>> Start Page extract

Identity The language and many customs of the Deqen Tibetans are distinct from other Tibetan peoples. One Chinese scholar was "surprised to find that the life and customs of the people of the Deqen Prefecture differ from those of the Qinghai-Tibet Plateau. Besides traditional Tibetan customs, they have developed quite a few of their own."
History Formerly located in Tibet, Deqen was annexed by the Chinese in 1703 and has since been a part of Yunnan Province. Tibetans had migrated south into the region many centuries earlier.
Customs The extreme north of Yunnan is an isolated, mountainous region with abundant rain and snowfall. Hot springs located throughout the region help the people alleviate their winter struggles.
Religion Although most Deqen Tibetans are Buddhists, this group also has the largest number of professing Christians among any Tibetan group in the world.

>> End Page extract
>> Start Entries

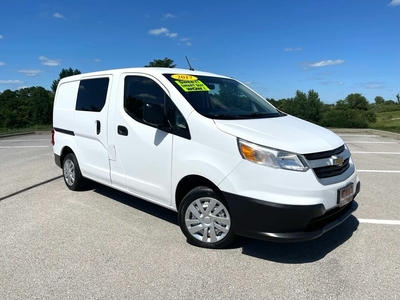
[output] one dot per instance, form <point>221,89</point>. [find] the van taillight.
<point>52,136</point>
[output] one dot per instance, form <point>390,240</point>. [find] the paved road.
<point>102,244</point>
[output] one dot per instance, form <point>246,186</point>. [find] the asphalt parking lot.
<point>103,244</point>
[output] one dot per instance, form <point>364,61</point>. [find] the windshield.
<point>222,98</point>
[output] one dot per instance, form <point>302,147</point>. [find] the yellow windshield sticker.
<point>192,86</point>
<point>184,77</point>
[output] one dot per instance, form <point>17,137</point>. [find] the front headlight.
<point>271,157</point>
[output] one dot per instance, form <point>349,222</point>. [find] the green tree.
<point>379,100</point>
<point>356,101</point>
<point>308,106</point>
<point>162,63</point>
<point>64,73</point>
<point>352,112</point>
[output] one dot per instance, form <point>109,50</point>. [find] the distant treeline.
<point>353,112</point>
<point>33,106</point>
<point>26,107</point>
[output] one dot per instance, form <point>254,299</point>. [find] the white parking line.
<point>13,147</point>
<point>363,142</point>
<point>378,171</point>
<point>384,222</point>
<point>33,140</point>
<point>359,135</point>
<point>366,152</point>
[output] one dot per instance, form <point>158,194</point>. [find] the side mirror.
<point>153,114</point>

>> End Entries
>> Start Entries

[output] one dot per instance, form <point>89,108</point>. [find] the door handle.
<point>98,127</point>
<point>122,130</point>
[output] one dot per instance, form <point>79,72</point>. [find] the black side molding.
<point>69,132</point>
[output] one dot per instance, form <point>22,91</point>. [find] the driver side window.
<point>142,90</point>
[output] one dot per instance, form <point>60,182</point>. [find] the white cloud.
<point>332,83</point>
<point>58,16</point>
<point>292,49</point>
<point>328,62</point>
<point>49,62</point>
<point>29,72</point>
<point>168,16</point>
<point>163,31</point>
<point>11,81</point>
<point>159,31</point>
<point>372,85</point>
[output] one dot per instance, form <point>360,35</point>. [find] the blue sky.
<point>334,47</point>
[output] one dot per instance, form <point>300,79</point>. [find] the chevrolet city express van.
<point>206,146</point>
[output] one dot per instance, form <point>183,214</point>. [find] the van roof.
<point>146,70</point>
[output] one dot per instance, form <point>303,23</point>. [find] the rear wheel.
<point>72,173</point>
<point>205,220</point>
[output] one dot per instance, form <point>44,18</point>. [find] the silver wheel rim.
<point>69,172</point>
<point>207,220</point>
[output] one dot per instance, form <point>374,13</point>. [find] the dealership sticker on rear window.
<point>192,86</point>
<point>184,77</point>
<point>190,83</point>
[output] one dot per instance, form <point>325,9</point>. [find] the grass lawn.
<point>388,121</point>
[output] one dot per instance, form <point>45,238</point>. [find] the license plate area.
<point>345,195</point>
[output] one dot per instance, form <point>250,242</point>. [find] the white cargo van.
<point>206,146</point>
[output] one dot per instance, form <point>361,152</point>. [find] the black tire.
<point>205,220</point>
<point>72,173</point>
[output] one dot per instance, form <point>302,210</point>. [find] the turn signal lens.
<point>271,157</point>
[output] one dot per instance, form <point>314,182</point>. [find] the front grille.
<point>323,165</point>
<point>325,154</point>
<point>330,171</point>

>> End Entries
>> Start Entries

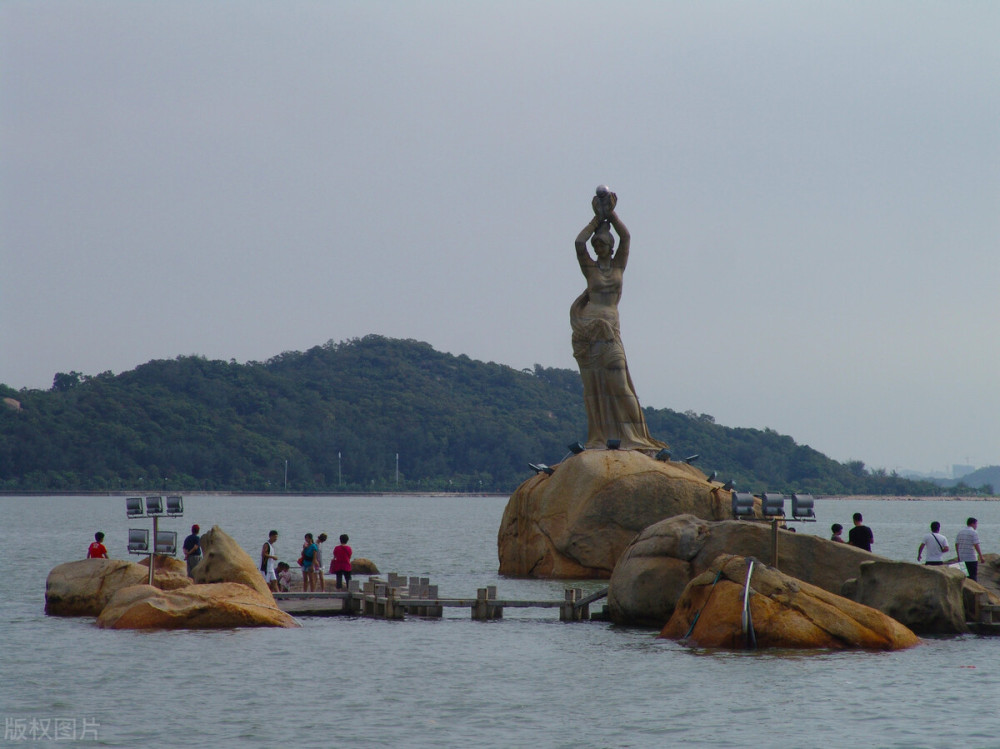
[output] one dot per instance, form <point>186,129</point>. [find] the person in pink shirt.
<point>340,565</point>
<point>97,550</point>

>> End Entries

Jobs ->
1. According to the Deqen Tibetans text, in what year did the Chinese annex Deqen?
2. Restate the passage of the Deqen Tibetans text starting with "Customs The extreme" and going on through "their winter struggles.", swapping "Hot springs" for "Warm springs".

In response ->
1. 1703

2.
Customs The extreme north of Yunnan is an isolated, mountainous region with abundant rain and snowfall. Warm springs located throughout the region help the people alleviate their winter struggles.